- [Given records]
========

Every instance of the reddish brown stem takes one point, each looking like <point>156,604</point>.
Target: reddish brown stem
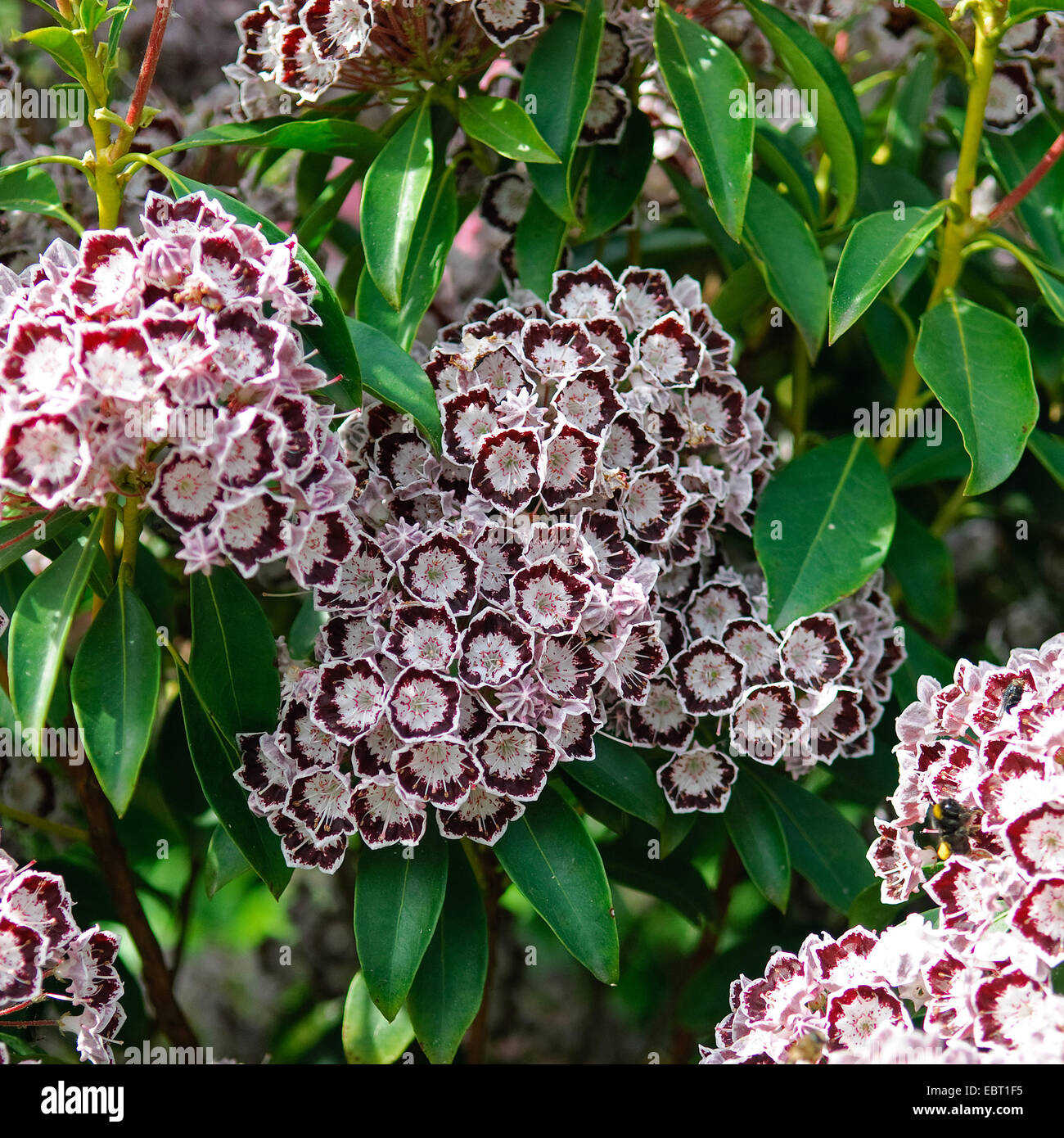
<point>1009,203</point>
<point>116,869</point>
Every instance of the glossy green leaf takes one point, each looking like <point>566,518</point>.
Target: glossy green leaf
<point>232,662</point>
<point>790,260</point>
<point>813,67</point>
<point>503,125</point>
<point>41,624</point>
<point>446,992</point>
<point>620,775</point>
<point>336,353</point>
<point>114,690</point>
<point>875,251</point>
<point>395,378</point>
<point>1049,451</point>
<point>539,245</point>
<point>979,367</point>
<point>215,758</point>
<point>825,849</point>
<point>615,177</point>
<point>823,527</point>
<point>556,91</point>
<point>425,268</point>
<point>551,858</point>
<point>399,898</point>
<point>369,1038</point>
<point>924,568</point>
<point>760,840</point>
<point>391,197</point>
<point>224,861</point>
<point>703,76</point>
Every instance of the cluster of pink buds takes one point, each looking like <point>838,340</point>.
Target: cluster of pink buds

========

- [What to work on] Copy out the entries exactly. No pictures.

- [Output of the exercise]
Every instance of the reddish brown stem takes one point, each looking like <point>156,604</point>.
Target: reddish brown stem
<point>1009,203</point>
<point>116,869</point>
Every instance of the glossy green leaf takes one point, each looking like <point>566,518</point>.
Target: glossy green leaf
<point>232,662</point>
<point>790,260</point>
<point>813,67</point>
<point>503,125</point>
<point>41,624</point>
<point>446,992</point>
<point>620,775</point>
<point>336,353</point>
<point>114,690</point>
<point>875,251</point>
<point>395,378</point>
<point>1049,451</point>
<point>539,245</point>
<point>979,367</point>
<point>215,758</point>
<point>825,849</point>
<point>615,177</point>
<point>823,527</point>
<point>556,91</point>
<point>425,268</point>
<point>551,858</point>
<point>399,898</point>
<point>369,1038</point>
<point>924,568</point>
<point>760,840</point>
<point>391,197</point>
<point>224,861</point>
<point>703,76</point>
Every instance of the cluster of pink buds takes one point, each looking like <point>838,340</point>.
Target: cluster of pink buds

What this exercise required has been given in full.